::: ТЕКСТ ДЛЯ ЧТЕНИЯ :::

В начале романа время останавливается, ибо на часах кремлевской башни вешается родственник и попечитель героя – глава НКВД Лаврентий Берия, – символ сталинского террора. Остановка времени совпадает тем самым с крушением сталинского тоталитарного проекта. Характерно также, что госбезопасность (агентом которой является и сам герой) обозначается как «орден часовщиков». Миф о всевидящей и тайно руководящей жизнью госбезопасности оказывается новым вариантом мифа о роке, о божественном провидении. Смерть этого мифа означает наступление безвременья. Сталинский кремлевский мир, в котором вырастает герой, описывается им как рай. Но это не рай доисторического времени, а рай истории, в котором все исторические фигуры интимно связаны кровным родством: историческая хроника становится семейной в сознании историка-художника. Изгнание из рая, постигающее героя, происходит поэтому как изгнание не в историю, а из истории – в утрату исторической памяти, в повседневность, где исторические герои теряют свою вечную юность.
Характерно, что, хотя Палисандр состоит в родстве или тесном личном знакомстве со всеми исторически значительными фигурами Нового времени – будь то кремлевские властители или властители западных дум, он не помнит о своих родителях. Как в платоновской утопии, в идеальном сталинском государстве человек во всех узнает своих родителей, но в то же время не знает их. Поэтому Палисандр обращает свою страсть исключительно на старух, заменяющих ему мать. Нарушение эдипова запрета как по отношению к своей собственной семье, так и по отношению к государству – Палисандр соблазняет жену Брежнева Викторию, – означает отрицание времени, наступление постисторического утопического существования, в котором зачатие более невозможно, мать неузнаваема, а райская свобода желания абсолютна. Изгнание из рая, совпадающее у героя с эмиграцией на Запад, вызывается его проектом, подсказанным ему госбезопасностью (лично Андроповым), восстановить связь времен путем встречи с эмигрировавшей старой русской культурой, которая обещает «увнучить» героя, заменить ему – обращением к еще более отдаленному прошлому – утраченного после смерти Сталина отца и утраченное государство, с тем чтобы вновь пустить в ход время, историю.

::: ИСХОДНЫЕ ДАННЫЕ :::

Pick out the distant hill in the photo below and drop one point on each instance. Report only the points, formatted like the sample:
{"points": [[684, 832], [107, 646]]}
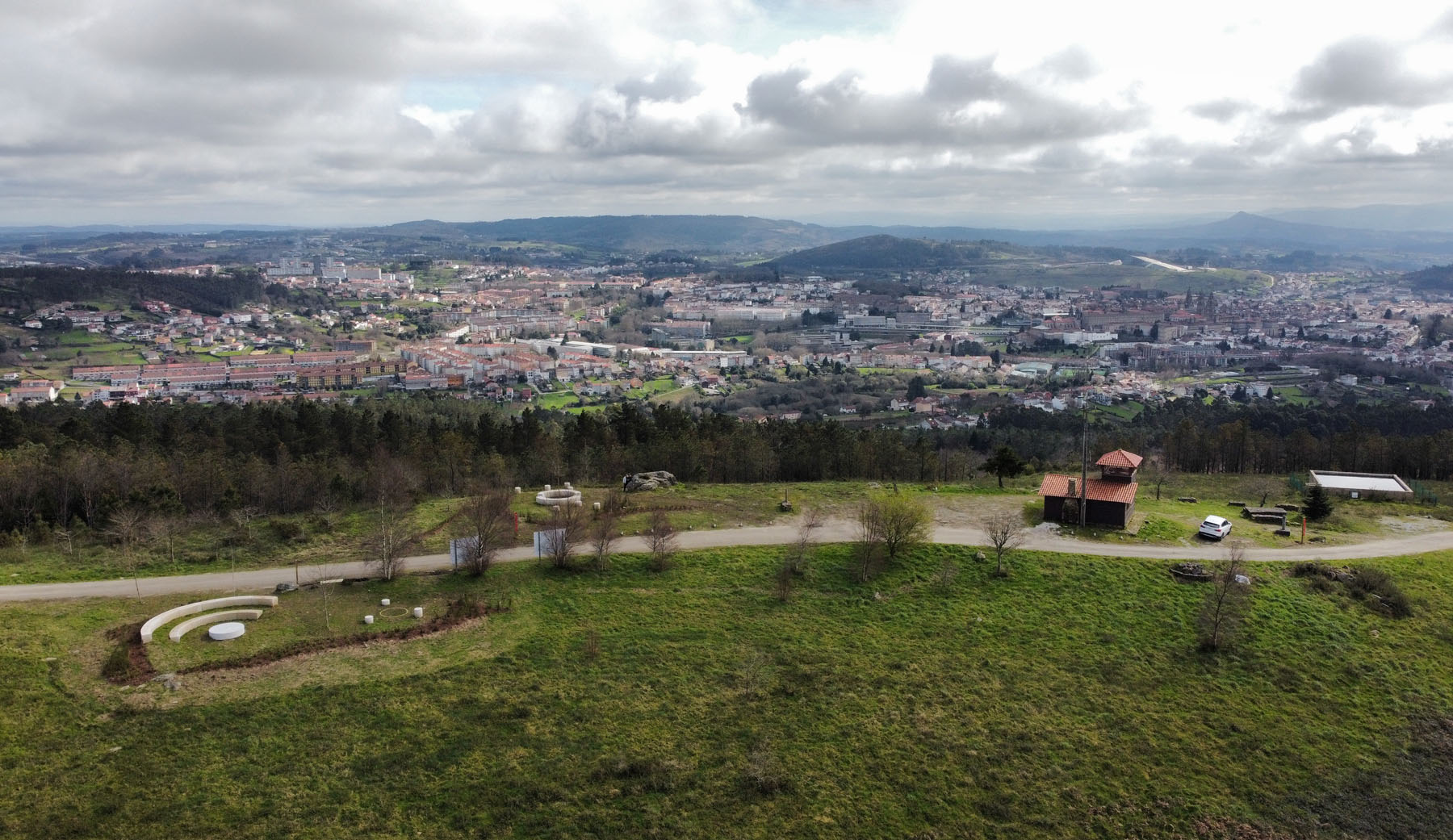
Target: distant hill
{"points": [[639, 233], [1376, 217], [881, 252], [1438, 278]]}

:::

= ЗАДАНИЯ =
- a) Кто, согласно отрывку о романе, вешается на часах кремлевской башни в начале романа?
- b) Перечислите всех исторических лиц, которых отрывок о романе называет по имени или фамилии. Прилагательные вроде «сталинский» не считаются.
- c) Подхватите отрывок о романе и продолжите его сразу после последнего предложения.

= ОТВЕТЫ =
- a) Лаврентий Берия, глава НКВД, родственник и попечитель героя.

- b) Лаврентий Берия, Брежнев, Виктория (жена Брежнева), Андропов, Сталин.

- c)
Изгнание героя описывается в терминах, отсылающих, в свою очередь, ко всем мифам современной культуры. По Фрейду, герой в изгнании впервые смотрится в зеркало, по Юнгу – он открывает в себе гермафродитизм, по Марксу – оказывается отчужденным в капиталистическом западном обществе и т. д. «Увнучение» оказывается невозможным в эмиграции, живущей в том же мире после истории, в мире дежа-вю, однако герой все же выполняет свою миссию. Пройдя через негативное, через отчуждение, через ад, он достигает мифической цельности и овладевает всеми секретами успеха: полупреступными махинациями зарабатывает колоссальные деньги, получает все Нобелевские премии (вечная мечта русского писателя-диссидента) и, в конце концов, ему предлагают править в России, куда он и отправляется, везя с собой из потустороннего западного мира гробы всех русских, похороненных вне родной земли. Однако победа его в конечном счете оборачивается поражением: хотя ход времени и возобновляется, но на бесконечном числе циферблатов, каждый из которых показывает собственное время.
Таким образом, сталинская культура предстает у Соколова историческим раем, породнением всего исторического в едином мифе. Крах этой культуры в то же время означает и окончательное поражение истории. Герой реализует все рецепты современной цивилизации, долженствующие вернуть ему утраченную целостность: через эмиграцию в русское прошлое, через психоаналитические мифы о либидо и аниму, через обращение к запретному, вытесненному, к репрессированному в политическом и эротическом отношении он стремится вновь вернуться в историю, своими силами, как Гамлет, восстановить разрушенную связь времен, расширить, «ремифологизировать», а не «демифологизировать» миф, чтобы вновь сделать нарратив возможным. Но внутреннее единство исторического мифа оказывается невосстановимым так же, как и утопия выхода за пределы истории.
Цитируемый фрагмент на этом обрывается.